[START Exercise inputs]

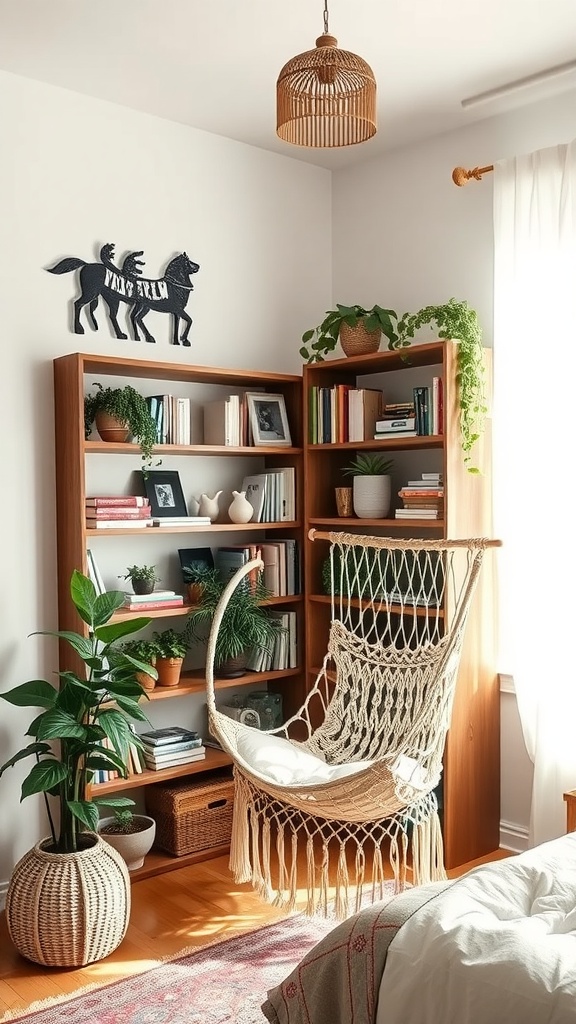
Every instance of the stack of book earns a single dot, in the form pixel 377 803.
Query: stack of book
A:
pixel 398 420
pixel 422 499
pixel 171 747
pixel 150 602
pixel 114 511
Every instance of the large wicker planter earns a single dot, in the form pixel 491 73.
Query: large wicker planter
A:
pixel 68 909
pixel 358 341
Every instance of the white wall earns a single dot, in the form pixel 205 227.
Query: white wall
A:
pixel 76 173
pixel 406 237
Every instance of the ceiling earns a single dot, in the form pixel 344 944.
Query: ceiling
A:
pixel 213 64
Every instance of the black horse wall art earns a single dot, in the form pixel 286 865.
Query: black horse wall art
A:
pixel 168 294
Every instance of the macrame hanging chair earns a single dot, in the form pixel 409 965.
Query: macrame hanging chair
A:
pixel 353 773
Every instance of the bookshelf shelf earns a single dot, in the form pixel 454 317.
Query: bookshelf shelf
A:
pixel 470 780
pixel 76 457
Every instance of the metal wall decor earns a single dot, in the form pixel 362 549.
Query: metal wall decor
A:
pixel 168 294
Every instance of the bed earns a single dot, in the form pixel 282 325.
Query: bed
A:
pixel 494 946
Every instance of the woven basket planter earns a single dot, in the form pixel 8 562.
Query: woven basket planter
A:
pixel 68 909
pixel 358 341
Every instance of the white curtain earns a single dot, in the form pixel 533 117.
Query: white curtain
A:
pixel 535 461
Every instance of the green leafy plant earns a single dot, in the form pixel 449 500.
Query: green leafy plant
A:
pixel 455 320
pixel 369 464
pixel 146 572
pixel 169 643
pixel 245 624
pixel 129 408
pixel 86 716
pixel 326 334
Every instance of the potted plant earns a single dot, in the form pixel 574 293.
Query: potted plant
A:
pixel 142 578
pixel 171 649
pixel 358 329
pixel 119 412
pixel 371 484
pixel 142 654
pixel 84 727
pixel 131 835
pixel 245 626
pixel 455 320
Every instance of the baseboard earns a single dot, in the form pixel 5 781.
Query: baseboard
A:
pixel 513 837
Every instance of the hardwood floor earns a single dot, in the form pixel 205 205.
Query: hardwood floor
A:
pixel 190 906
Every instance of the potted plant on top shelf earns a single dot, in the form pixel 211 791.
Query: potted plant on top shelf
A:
pixel 142 578
pixel 245 626
pixel 359 331
pixel 371 484
pixel 119 413
pixel 87 717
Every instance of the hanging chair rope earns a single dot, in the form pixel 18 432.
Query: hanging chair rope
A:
pixel 383 698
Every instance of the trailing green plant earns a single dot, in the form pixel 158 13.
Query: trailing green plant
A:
pixel 455 320
pixel 130 409
pixel 326 334
pixel 170 643
pixel 87 716
pixel 369 464
pixel 147 572
pixel 245 626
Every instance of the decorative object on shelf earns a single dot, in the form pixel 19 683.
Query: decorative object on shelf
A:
pixel 168 294
pixel 144 653
pixel 246 626
pixel 344 506
pixel 131 835
pixel 457 322
pixel 240 510
pixel 358 329
pixel 171 649
pixel 58 914
pixel 142 578
pixel 165 493
pixel 326 97
pixel 371 484
pixel 209 506
pixel 269 421
pixel 129 411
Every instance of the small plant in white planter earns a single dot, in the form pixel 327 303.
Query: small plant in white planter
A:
pixel 131 835
pixel 371 484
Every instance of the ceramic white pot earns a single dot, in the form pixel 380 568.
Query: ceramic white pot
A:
pixel 371 497
pixel 240 510
pixel 131 846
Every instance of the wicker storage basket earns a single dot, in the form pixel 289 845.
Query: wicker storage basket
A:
pixel 192 816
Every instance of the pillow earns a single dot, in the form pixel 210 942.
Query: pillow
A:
pixel 277 760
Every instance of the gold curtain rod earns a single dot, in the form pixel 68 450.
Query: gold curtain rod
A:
pixel 461 177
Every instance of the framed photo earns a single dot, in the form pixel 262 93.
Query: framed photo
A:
pixel 165 493
pixel 268 419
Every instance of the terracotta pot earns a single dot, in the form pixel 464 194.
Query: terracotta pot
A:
pixel 110 428
pixel 168 670
pixel 358 341
pixel 68 909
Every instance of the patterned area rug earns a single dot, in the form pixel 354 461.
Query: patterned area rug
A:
pixel 224 983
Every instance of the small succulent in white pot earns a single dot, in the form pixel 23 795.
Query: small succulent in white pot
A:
pixel 371 484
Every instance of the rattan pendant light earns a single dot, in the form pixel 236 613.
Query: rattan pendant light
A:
pixel 326 96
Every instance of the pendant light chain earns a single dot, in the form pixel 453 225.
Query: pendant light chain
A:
pixel 326 32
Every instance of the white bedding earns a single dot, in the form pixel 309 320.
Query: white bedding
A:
pixel 496 947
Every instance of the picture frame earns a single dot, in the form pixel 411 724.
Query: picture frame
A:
pixel 269 421
pixel 164 491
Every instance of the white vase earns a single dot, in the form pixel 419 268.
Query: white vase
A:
pixel 240 510
pixel 209 506
pixel 371 497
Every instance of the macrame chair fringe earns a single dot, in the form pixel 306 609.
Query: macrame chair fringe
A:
pixel 385 689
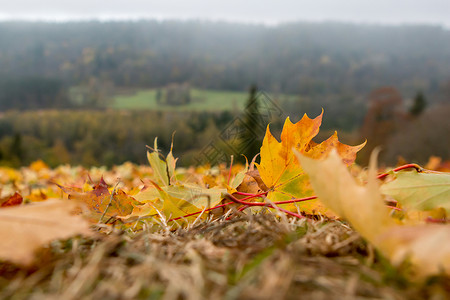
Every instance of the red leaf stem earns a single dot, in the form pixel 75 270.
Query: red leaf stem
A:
pixel 408 166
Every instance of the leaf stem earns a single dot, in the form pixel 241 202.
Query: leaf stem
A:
pixel 407 166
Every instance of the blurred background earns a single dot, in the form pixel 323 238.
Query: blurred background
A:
pixel 93 82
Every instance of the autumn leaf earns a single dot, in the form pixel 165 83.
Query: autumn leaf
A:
pixel 176 200
pixel 100 202
pixel 426 246
pixel 13 200
pixel 23 229
pixel 280 170
pixel 421 191
pixel 167 197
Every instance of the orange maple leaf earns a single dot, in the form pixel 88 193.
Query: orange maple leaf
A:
pixel 280 170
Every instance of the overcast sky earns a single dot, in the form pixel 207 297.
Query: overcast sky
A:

[END Exercise inputs]

- _Request_:
Set down the lines above word for word, leaving out the pictures.

- _Correct response_:
Every instance of the stack of book earns a single dot, in the form pixel 377 803.
Query: stack of book
A:
pixel 398 420
pixel 422 499
pixel 171 747
pixel 150 602
pixel 114 511
Every instance of the large wicker planter earns a single dot, in the form pixel 491 73.
Query: large wicker planter
A:
pixel 68 909
pixel 358 341
Every instance of the white wall earns a single dot, in the form pixel 205 227.
Query: white wall
A:
pixel 76 173
pixel 406 237
Every instance of the ceiling earns a single dot, in the form pixel 344 944.
Query: ceiling
A:
pixel 213 64
Every instance of the black horse wall art earns a single dot, in the form pixel 286 865.
Query: black horse wall art
A:
pixel 168 294
Every instance of the macrame hanging chair earns a single dot, in the form pixel 409 965.
Query: macrame hanging chair
A:
pixel 353 773
Every instance of the bookshelf shelf earns a single dot, in the form pixel 454 317.
Query: bookshelf shelf
A:
pixel 470 780
pixel 76 457
Every instance of the metal wall decor earns a single dot, in the form pixel 362 549.
Query: metal wall decor
A:
pixel 168 294
Every instance of the bed earns a single dot, in the form pixel 282 325.
Query: bed
A:
pixel 494 946
Every instance of the woven basket planter earns a single dot, in the form pixel 8 562.
Query: woven basket planter
A:
pixel 68 909
pixel 358 341
Every instance of the white curtain earns a single dot, in the form pixel 533 117.
Query: white curtain
A:
pixel 535 461
Every instance of the green leafy plant earns a single dot, in the form pixel 449 500.
Query: green leafy plant
A:
pixel 455 320
pixel 369 464
pixel 146 572
pixel 169 643
pixel 245 624
pixel 129 408
pixel 86 716
pixel 326 334
Every instance of the potted plant earns a single dot, in the form pixel 574 293.
Query: potted plant
A:
pixel 142 578
pixel 171 649
pixel 358 329
pixel 119 412
pixel 371 484
pixel 142 654
pixel 84 727
pixel 131 835
pixel 245 626
pixel 455 320
Every instance of the baseboard earns a single dot, in the form pixel 5 781.
Query: baseboard
A:
pixel 513 837
Every instance of the hardwood floor earns a single dot, in the form pixel 205 205.
Query: hardwood floor
A:
pixel 190 906
Every instance of the potted plant on top shelf earns a single dot, in the form pixel 211 791.
Query: potted plant on top shelf
A:
pixel 142 578
pixel 245 626
pixel 359 331
pixel 371 484
pixel 119 413
pixel 87 717
Every instance of the hanging chair rope earns a single dot, in the form pixel 18 432.
Query: hanging chair rope
A:
pixel 383 698
Every instance of the trailing green plant earns a single dot, in the form pixel 158 13.
Query: trailing green plant
A:
pixel 455 320
pixel 130 409
pixel 326 334
pixel 170 643
pixel 87 716
pixel 369 464
pixel 147 572
pixel 245 626
Every instance of the decorative object on shelf earns a single dot, in the form pixel 19 683.
Query: decorative object on shelf
A:
pixel 168 294
pixel 144 653
pixel 246 626
pixel 344 506
pixel 131 835
pixel 457 322
pixel 240 510
pixel 358 329
pixel 171 649
pixel 58 914
pixel 142 578
pixel 165 493
pixel 326 97
pixel 371 484
pixel 209 506
pixel 269 421
pixel 129 411
Every instance of the small plant in white planter earns a single dot, in the form pixel 327 303.
Query: small plant in white planter
A:
pixel 131 835
pixel 371 484
Every instance of the ceramic white pot earns a single dot, in the form pixel 380 568.
Query: ceramic white pot
A:
pixel 371 497
pixel 240 510
pixel 131 846
Every instance of the wicker storage basket earns a single dot, in the form pixel 289 845.
Query: wicker storage basket
A:
pixel 192 816
Every instance of the pillow earns a single dot, in the form pixel 210 942.
Query: pillow
A:
pixel 277 760
Every instance of the gold curtain rod earns a single dot, in the form pixel 68 450.
Query: gold curtain rod
A:
pixel 461 177
Every instance of the framed photo earns a single dot, in the form pixel 262 93.
Query: framed photo
A:
pixel 165 493
pixel 268 419
Every instance of the terracotta pot earns a single dot, in the form pixel 464 194.
Query: terracotta pot
A:
pixel 110 428
pixel 168 670
pixel 358 341
pixel 68 909
Every instance of the patterned area rug earns a single dot, in the form pixel 354 461.
Query: patterned area rug
A:
pixel 224 983
Every instance of the small succulent in white pot earns a single dot, in the form pixel 23 795.
Query: small succulent in white pot
A:
pixel 371 484
Every instance of the rattan pendant light earns a single dot, in the form pixel 236 613.
Query: rattan pendant light
A:
pixel 326 96
Every instance of the pendant light chain earns a single dot, in the form pixel 453 225.
Query: pendant light chain
A:
pixel 326 32
Every instance of the white bedding earns a single dot, in the form pixel 309 320.
Query: white bedding
A:
pixel 496 947
Every instance of the picture frame earns a single dot, in the form pixel 411 724.
Query: picture frame
A:
pixel 269 421
pixel 164 491
Every instance of the white vase earns a single dot, in the form pixel 419 268.
Query: white vase
A:
pixel 240 510
pixel 209 506
pixel 371 497
Every instance of the macrame chair fringe earns a single dot, in the form pixel 306 609.
Query: macrame chair fringe
A:
pixel 385 689
Every instance of the red leaf stem earns a single dot, in the form pixel 75 270.
Query: red leaf stem
A:
pixel 408 166
Every instance of the leaf stem earns a single dot, in the form pixel 241 202.
Query: leaf stem
A:
pixel 407 166
Every instance of the blurred background earns a single dot, in the form pixel 323 238.
Query: blurred background
A:
pixel 93 82
Every instance of the autumn leaf earns a single dot, in the form pixel 165 83.
Query: autumn leaf
A:
pixel 176 200
pixel 100 202
pixel 426 246
pixel 13 200
pixel 23 229
pixel 280 170
pixel 421 191
pixel 167 197
Every instance of the orange maple leaf earns a single dot, in the form pixel 88 193.
Query: orange maple leaf
A:
pixel 280 170
Every instance of the overcast sky earns a single dot, in the form pixel 207 297.
Query: overcast sky
A:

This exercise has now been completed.